• Exercise task:
Without including any pictures, copy each entry below exactly.

(Object location annotation data)
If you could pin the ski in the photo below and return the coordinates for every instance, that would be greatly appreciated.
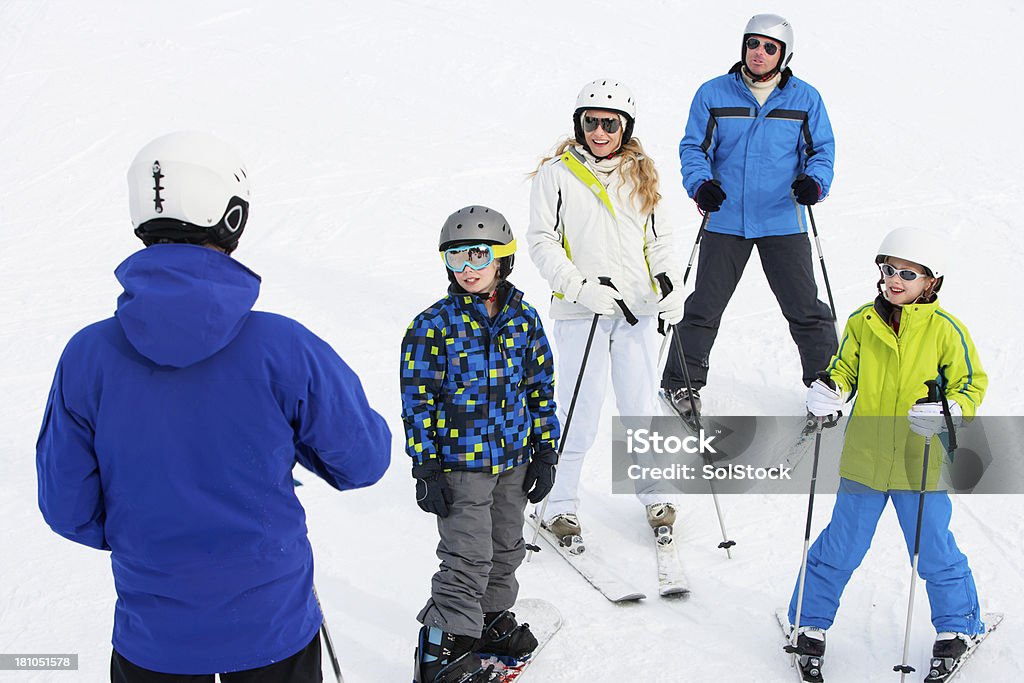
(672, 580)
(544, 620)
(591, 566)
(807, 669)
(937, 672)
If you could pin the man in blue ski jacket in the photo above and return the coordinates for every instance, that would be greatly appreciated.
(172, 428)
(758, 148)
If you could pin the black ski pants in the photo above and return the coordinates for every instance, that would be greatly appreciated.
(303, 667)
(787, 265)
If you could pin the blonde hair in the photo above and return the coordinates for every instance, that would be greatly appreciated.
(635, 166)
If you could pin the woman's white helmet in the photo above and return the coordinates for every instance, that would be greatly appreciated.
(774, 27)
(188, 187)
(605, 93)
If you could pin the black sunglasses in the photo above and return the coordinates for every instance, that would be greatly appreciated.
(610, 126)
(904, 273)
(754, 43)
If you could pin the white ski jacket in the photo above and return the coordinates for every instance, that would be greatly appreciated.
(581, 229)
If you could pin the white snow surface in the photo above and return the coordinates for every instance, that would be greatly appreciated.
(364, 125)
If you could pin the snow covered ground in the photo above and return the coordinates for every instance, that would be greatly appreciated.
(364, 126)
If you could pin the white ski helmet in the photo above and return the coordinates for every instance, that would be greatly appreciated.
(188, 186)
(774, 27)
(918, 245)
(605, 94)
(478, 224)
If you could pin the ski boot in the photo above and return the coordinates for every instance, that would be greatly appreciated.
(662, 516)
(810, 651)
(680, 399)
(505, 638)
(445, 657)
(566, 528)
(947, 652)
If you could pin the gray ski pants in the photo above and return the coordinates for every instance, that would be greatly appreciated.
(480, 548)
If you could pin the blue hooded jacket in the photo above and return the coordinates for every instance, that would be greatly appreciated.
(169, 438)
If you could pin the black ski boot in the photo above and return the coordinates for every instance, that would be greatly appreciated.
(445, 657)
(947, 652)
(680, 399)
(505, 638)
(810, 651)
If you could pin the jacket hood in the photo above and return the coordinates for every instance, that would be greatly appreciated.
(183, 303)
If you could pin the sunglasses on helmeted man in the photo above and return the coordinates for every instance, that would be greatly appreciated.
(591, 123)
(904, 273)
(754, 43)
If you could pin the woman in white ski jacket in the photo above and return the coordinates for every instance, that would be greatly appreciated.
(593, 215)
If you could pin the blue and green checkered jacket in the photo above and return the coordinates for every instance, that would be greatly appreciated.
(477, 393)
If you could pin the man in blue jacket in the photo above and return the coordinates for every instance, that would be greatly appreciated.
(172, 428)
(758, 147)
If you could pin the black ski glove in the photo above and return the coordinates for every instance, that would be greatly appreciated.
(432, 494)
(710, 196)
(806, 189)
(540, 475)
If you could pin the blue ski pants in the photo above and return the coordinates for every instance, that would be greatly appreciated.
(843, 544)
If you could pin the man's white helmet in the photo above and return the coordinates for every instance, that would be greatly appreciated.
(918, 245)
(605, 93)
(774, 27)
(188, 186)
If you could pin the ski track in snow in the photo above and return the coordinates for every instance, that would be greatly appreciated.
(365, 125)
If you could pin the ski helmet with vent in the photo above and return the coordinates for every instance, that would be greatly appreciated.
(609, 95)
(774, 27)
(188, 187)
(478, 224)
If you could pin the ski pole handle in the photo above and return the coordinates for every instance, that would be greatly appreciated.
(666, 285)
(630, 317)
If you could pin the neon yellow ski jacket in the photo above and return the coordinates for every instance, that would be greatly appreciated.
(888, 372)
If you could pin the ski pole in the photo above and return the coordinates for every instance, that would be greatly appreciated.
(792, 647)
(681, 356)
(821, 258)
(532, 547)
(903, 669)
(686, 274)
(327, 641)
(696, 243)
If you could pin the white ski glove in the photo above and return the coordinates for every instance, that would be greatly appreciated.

• Task answer:
If you could pin the ski in the photo below and return the coordinates for every instance, that would be greatly appreciated.
(672, 580)
(544, 620)
(591, 566)
(807, 669)
(937, 672)
If you could pin the man in blue ski jacket in the photo above and return the coordinates for every instance, that would be greatly appreciated.
(172, 428)
(758, 148)
If you could pin the black ski pants in the photo above and return the coordinates for every instance, that would be greatly appreciated.
(303, 667)
(787, 265)
If you could pin the blonde hair in the photo above and return the coordinates for every instance, that would be greatly appreciated.
(635, 166)
If you could pin the woman's white helmet in the photo above and return the coordinates for every instance, that would be greatly appreciated.
(774, 27)
(188, 187)
(605, 93)
If you could pin the black sunglasses in the photo above and return the coordinates for every instance, that would be greatly appreciated.
(610, 126)
(904, 273)
(754, 43)
If you could pin the white ski jacket in the photo above and return the coordinates for every instance, that would be greatly appreciated.
(581, 229)
If you could pin the white snow surface in the photo above and return the coordinates for every instance, that would be greatly appreciated.
(364, 125)
If you could pin the snow covered ground in the photo above and return the coordinates for every instance, that would be greatly appreciated.
(364, 126)
If you could pin the white ski helmet in the photo above and return the coordinates for every instance, that would be greatly appreciated.
(188, 186)
(774, 27)
(918, 245)
(605, 94)
(478, 224)
If you could pin the ski boot in the photo above and return the coordinates for every instance, that would be greatly appreciated.
(662, 516)
(810, 651)
(680, 399)
(505, 638)
(445, 657)
(566, 528)
(947, 652)
If you could pin the gray ski pants in the photo above and return the coordinates for every instance, that would be greatly appreciated.
(480, 548)
If you could pin the blue hooded jacket in the photo above and return the coordinates for every instance, that would be greatly appreciated.
(169, 438)
If you could pin the black ski boot in the photo above and return the coordinates for every instance, that would be greatly appreciated.
(445, 657)
(947, 652)
(680, 399)
(505, 638)
(810, 651)
If you could pin the jacket hood in the photo above and return the coordinates for every instance, that would be greatly appreciated.
(183, 303)
If you could pin the sunglasses on helmeted man in the photo above and return the coordinates for every instance, that would be greatly appreciated.
(591, 123)
(904, 273)
(754, 43)
If you could pin the woman in white ski jacket in the photo above and return the coordinates for every instance, that would be greatly appreciated.
(593, 215)
If you could pin the blue and green checkered jacket in the photo above and return the coordinates for every instance, that would be greatly appreciated.
(477, 393)
If you could pin the man in blue jacket in the photo above and return the coordinates for every instance, that would be greatly appreciated.
(172, 428)
(758, 147)
If you could pin the black ski glove in the photo above and return the coordinates for every instance, that would be greatly appreciated.
(432, 494)
(710, 196)
(806, 189)
(540, 475)
If you could pin the blue ski pants in the photo above and return the coordinates for every instance, that would be greatly appreciated.
(843, 544)
If you could pin the man's white helmet in the photo above and return the coordinates for every instance, that would be greatly appreciated.
(918, 245)
(605, 93)
(774, 27)
(188, 186)
If you could pin the ski track in snow in the photo above and return the coordinates for every instance, that would be greatly appreciated.
(365, 125)
If you could pin the ski helmet with vent in the photo above and return the coordinates for every instance, that would be greatly appreciated.
(609, 95)
(774, 27)
(188, 187)
(478, 224)
If you could pin the ski pole handle in the photo above and return the coordinates for every instance, that would be greatly appreciated.
(666, 285)
(630, 317)
If you could pin the neon yellow ski jacket in the photo above and return the coordinates for every instance, that would be greatly appreciated.
(888, 372)
If you could pin the ski pole in the photo above and return the coordinates for every instance, that would be greatly appreciated.
(792, 647)
(681, 356)
(821, 258)
(532, 547)
(903, 669)
(686, 274)
(327, 641)
(696, 243)
If you could pin the white ski glove in the photo above and return the coordinates for every instance, that would be greatly appreciated.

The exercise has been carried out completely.